Source data:
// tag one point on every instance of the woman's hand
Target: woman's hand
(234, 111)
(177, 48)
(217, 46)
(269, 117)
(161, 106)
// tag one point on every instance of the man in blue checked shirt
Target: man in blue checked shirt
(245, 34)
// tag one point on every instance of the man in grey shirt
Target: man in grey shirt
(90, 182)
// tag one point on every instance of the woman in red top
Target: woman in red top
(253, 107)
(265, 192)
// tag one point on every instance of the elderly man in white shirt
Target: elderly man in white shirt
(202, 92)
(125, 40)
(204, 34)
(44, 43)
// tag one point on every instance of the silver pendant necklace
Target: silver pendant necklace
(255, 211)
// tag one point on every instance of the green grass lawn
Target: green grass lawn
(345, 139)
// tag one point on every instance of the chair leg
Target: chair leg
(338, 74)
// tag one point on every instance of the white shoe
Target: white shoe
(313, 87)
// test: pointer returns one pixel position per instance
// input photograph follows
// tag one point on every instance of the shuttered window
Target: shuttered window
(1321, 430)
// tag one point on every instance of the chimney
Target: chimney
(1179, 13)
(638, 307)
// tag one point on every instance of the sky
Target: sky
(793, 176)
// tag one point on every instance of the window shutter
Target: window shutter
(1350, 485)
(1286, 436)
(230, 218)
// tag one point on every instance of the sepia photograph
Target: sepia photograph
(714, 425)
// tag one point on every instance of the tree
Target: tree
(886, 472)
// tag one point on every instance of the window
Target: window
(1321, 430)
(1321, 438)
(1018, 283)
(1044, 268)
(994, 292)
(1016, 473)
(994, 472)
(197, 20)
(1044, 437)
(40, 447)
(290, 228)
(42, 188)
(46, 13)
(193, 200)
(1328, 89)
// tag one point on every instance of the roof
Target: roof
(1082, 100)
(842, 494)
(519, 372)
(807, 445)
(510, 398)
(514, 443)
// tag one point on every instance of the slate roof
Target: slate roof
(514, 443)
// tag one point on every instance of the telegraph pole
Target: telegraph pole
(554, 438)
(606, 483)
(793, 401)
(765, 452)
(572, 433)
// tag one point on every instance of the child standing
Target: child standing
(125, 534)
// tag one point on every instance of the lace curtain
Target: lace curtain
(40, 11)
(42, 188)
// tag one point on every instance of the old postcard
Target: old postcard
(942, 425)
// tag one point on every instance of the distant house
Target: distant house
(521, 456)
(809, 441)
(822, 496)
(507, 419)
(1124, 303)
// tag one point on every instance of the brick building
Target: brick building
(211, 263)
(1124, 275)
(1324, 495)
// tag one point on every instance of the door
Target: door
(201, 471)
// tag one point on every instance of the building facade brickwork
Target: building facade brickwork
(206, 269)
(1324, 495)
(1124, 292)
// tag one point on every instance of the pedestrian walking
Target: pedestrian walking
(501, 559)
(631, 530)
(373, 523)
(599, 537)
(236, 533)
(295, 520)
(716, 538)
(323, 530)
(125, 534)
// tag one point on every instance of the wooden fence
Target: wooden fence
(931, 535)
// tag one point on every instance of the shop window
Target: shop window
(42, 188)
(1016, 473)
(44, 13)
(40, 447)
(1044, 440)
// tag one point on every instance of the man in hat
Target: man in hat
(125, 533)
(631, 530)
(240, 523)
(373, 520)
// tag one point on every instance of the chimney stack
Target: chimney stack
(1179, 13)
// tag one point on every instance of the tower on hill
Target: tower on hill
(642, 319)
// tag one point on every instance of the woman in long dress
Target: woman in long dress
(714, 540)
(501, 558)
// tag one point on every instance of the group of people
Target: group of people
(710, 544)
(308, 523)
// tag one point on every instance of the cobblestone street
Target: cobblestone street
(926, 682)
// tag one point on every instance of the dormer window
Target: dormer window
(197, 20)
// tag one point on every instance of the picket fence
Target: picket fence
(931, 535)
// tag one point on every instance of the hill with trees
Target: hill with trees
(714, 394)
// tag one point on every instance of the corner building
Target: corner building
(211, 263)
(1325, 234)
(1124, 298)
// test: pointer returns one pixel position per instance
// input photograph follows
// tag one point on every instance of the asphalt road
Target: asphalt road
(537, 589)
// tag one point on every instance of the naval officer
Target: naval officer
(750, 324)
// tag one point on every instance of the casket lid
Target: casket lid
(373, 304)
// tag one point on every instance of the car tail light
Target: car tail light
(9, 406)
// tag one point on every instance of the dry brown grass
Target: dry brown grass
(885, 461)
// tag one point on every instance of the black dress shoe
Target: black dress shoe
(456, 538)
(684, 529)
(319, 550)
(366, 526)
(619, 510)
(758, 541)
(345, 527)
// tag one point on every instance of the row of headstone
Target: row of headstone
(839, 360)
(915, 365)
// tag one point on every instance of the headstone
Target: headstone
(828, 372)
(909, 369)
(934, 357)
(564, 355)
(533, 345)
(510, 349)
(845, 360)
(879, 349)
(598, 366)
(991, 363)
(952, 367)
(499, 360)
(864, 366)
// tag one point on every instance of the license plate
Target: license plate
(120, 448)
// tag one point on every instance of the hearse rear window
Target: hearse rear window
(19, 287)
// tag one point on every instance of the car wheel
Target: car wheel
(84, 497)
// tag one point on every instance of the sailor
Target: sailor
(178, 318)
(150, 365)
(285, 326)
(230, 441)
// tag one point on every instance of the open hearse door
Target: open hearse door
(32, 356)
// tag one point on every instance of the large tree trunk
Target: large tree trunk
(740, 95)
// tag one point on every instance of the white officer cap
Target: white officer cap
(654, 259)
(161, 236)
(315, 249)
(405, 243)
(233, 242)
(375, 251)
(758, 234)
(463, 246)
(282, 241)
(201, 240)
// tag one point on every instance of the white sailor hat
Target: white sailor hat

Your goal
What you return should consist solely of the lines from the one containing "Target: white officer cap" through the end of the entries above, reproduced exactly.

Answer to this problem
Target: white officer cap
(654, 259)
(161, 236)
(315, 249)
(405, 243)
(233, 242)
(375, 251)
(758, 234)
(463, 246)
(282, 241)
(201, 240)
// tag one point on every instance of the white sailor hat
Target: white sailor hat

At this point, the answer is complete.